→ WORK INSTRUCTION
Print the whole Match Day news story word for word, from the headline through the last sentence.

━━━ EXERCISE TEXT ━━━

Medical school grads take next big step
Smiles, tears of joy and even a couple of screams accompanied Mayo Medical School's Match Day luncheon on Thursday, when 34 graduates found out where they will be fulfilling their residencies.
Having applied and interviewed with several different residency programs nationwide, each medical student had ranked his or her choices and hoped for the best. For the more competitive specialties, some students interviewed with as many as 25 to 30 programs, said Patricia Barrier, Mayo Medical School's associate dean for student affairs.
The National Resident Matching Program in Washington D.C., coordinates applicants' preferences with program directors' preferences. There are about 25,000 residency positions with approximately 36,000 applicants competing for them.
"It's kind of a unique feeling, because in the past, whenever I've felt a bit nervous for things, there was always some kind of performance to do — either an exam or presentation," said Rod Rahini, a graduate of Mayo Medical School. "And today, there's no performance. You just have to show up and receive your envelope."
Adetolu Odufuye was hoping to get a residency with one of two programs in the Twin Cities.
Odufuye was born in Atlanta and her family moved to Lagos, Nigeria, when she was just 2 months old. A tragedy early in her life made her want to be a doctor. When she was 8, her family's home caught fire. Her eldest brother was badly burned, but in Nigeria, people must pay in advance for medical treatment, she said.
"We lost him because my parents could not afford medical care. So, when they took him to the hospital, they didn't do anything for him... He died as a result of his burns," she said.
On Thursday, Odufuye got her desired emergency medicine residency at Regions Hospital in St. Paul.
Rahini received his No. 1 choice for internal medicine and was smiling from ear to ear as he hugged and shook hands with fellow graduates.
"I feel very lucky I got my No. 1 choice, which was Johns Hopkins," he said. "I just got off the phone with the program director, and I just feel very lucky and fortunate."
Of the 34 graduates receiving matches, nine will do residencies at the Mayo Graduate School of Education and four will be at medical centers in the Twin Cities.

━━━ RAW DATA ━━━

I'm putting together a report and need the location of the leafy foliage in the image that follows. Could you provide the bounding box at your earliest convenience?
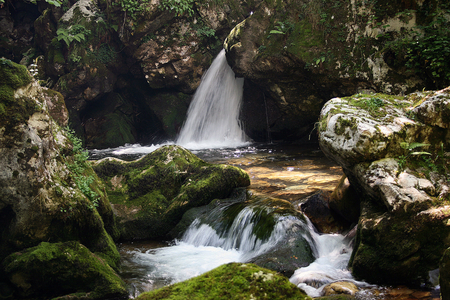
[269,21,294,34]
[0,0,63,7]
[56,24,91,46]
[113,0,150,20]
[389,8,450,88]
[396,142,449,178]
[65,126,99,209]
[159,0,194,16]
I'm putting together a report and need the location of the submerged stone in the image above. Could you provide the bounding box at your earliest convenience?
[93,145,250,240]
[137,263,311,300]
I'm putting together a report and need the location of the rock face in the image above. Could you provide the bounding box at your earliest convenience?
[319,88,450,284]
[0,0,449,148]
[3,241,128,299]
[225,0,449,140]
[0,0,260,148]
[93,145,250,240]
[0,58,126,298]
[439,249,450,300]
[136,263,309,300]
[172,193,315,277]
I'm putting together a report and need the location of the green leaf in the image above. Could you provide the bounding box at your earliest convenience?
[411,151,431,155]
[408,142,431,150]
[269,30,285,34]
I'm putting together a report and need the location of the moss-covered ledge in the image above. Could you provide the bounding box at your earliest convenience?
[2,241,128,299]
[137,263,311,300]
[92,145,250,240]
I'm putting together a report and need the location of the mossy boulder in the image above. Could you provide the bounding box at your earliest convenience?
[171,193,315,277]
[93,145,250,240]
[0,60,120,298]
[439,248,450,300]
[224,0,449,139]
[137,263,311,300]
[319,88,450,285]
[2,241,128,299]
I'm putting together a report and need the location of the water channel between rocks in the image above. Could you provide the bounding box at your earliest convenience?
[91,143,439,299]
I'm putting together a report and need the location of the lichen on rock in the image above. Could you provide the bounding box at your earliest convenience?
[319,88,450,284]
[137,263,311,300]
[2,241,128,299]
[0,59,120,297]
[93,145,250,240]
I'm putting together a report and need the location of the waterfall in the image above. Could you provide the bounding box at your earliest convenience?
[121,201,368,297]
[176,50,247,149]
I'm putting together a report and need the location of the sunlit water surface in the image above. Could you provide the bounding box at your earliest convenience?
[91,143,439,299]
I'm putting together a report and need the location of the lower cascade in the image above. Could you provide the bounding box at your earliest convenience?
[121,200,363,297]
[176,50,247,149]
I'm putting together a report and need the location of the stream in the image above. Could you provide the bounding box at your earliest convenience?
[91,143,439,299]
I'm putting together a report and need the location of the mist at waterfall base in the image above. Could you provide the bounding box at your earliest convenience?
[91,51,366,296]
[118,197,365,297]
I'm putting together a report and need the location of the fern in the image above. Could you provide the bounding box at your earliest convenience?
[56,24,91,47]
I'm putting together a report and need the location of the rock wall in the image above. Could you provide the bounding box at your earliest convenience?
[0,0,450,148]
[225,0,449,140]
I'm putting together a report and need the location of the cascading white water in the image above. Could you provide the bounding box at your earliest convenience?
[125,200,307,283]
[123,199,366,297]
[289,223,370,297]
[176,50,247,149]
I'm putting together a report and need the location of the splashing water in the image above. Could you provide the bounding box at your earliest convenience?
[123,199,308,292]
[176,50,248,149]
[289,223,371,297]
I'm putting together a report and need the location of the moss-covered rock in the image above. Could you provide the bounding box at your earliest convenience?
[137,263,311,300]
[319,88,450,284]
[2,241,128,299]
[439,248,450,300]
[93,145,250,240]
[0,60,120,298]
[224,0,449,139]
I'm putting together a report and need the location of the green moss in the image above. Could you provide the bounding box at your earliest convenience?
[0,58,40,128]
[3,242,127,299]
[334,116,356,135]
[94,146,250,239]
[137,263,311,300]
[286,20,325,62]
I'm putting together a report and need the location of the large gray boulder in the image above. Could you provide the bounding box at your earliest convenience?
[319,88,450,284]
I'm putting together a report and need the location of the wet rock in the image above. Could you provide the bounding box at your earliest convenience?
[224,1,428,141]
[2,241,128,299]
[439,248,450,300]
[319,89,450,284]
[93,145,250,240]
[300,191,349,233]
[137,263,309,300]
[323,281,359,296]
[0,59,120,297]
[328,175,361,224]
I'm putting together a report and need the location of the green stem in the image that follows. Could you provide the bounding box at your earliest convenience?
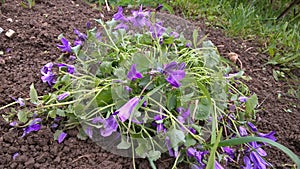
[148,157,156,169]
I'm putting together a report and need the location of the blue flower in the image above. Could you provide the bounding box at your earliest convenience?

━━━

→ COMPLETED EXERCISE
Medical school grads take next big step
Smiles, tears of joy and even a couple of screams accompanied Mayo Medical School's Match Day luncheon on Thursday, when 34 graduates found out where they will be fulfilling their residencies.
Having applied and interviewed with several different residency programs nationwide, each medical student had ranked his or her choices and hoped for the best. For the more competitive specialties, some students interviewed with as many as 25 to 30 programs, said Patricia Barrier, Mayo Medical School's associate dean for student affairs.
The National Resident Matching Program in Washington D.C., coordinates applicants' preferences with program directors' preferences. There are about 25,000 residency positions with approximately 36,000 applicants competing for them.
"It's kind of a unique feeling, because in the past, whenever I've felt a bit nervous for things, there was always some kind of performance to do — either an exam or presentation," said Rod Rahini, a graduate of Mayo Medical School. "And today, there's no performance. You just have to show up and receive your envelope."
Adetolu Odufuye was hoping to get a residency with one of two programs in the Twin Cities.
Odufuye was born in Atlanta and her family moved to Lagos, Nigeria, when she was just 2 months old. A tragedy early in her life made her want to be a doctor. When she was 8, her family's home caught fire. Her eldest brother was badly burned, but in Nigeria, people must pay in advance for medical treatment, she said.
"We lost him because my parents could not afford medical care. So, when they took him to the hospital, they didn't do anything for him... He died as a result of his burns," she said.
On Thursday, Odufuye got her desired emergency medicine residency at Regions Hospital in St. Paul.
Rahini received his No. 1 choice for internal medicine and was smiling from ear to ear as he hugged and shook hands with fellow graduates.
"I feel very lucky I got my No. 1 choice, which was Johns Hopkins," he said. "I just got off the phone with the program director, and I just feel very lucky and fortunate."
Of the 34 graduates receiving matches, nine will do residencies at the Mayo Graduate School of Education and four will be at medical centers in the Twin Cities.